SOURCE EXCERPT:
-------

Loading Packages and reading data
library(ggplot2)
## Warning: package 'ggplot2' was built under R version 3.3.2
library(dplyr)
##
## Attaching package: 'dplyr'
## The following objects are masked from 'package:stats':
##
## filter, lag
## The following objects are masked from 'package:base':
##
## intersect, setdiff, setequal, union
setwd("/Users/vidyasagarbhargava/Desktop/kaggle2017/ipl")
df1<-read.csv("deliveries.csv", header = T)
df2<-read.csv("matches.csv", header = T)
df<-merge(df1, df2, by.x = "match_id", by.y = "id")
Best Bowler in last five overs economy wise?
df1 %>%
filter(over > 15) %>%
group_by(bowler) %>%
summarise(total_runs_given = sum(total_runs),
total_overs = round(length(ball)/6,1),
economy_rate = round(total_runs_given/total_overs,2)) %>%
filter(total_overs> 50) %>%
arrange((economy_rate)) %>%
top_n(n = 10, wt = -economy_rate)
## # A tibble: 10 × 4
## bowler total_runs_given total_overs economy_rate
## <fctr> <int> <dbl> <dbl>
## 1 SL Malinga 1172 162.3 7.22
## 2 SP Narine 718 98.3 7.30
## 3 R Ashwin 479 63.2 7.58
## 4 DW Steyn 806 104.0 7.75
## 5 RA Jadeja 521 62.0 8.40
## 6 PP Chawla 449 53.3 8.42
## 7 CH Morris 428 50.5 8.48
## 8 B Lee 465 54.7 8.50
## 9 B Kumar 802 93.5 8.58
## 10 DS Kulkarni 452 52.0 8.69
Most Wicket Taker in depth Overs with Economy Rate?

-------

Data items
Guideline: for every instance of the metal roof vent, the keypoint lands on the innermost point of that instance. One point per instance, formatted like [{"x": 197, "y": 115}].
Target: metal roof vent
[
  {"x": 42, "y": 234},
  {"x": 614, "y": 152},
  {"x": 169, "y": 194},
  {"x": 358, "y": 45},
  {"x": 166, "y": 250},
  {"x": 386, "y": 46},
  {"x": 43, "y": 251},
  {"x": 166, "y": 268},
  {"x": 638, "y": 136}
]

-------

TASK SET:
(1) In the IPL bowling analysis, what economy rate is listed for SL Malinga in the last five overs?
(2) Continue the IPL bowling analysis from the point at which it ends.

ANSWERS TO EACH TASK:
(1) 7.22

(2)
df1 %>%
filter(over > 15) %>%
group_by(bowler) %>%
summarise(total_wickets = length(dismissal_kind[dismissal_kind%in% c("caught","bowled",
"lbw","stumped","caught and bowled",
"hit wicket")]),
total_runs_given = sum(total_runs),
total_overs = round(length(ball)/6,1),
economy_rate = round(total_runs_given/total_overs,2)) %>%
arrange(desc(total_wickets)) %>%
top_n(n = 10, wt = total_wickets) %>%
select(bowler,total_wickets, economy_rate)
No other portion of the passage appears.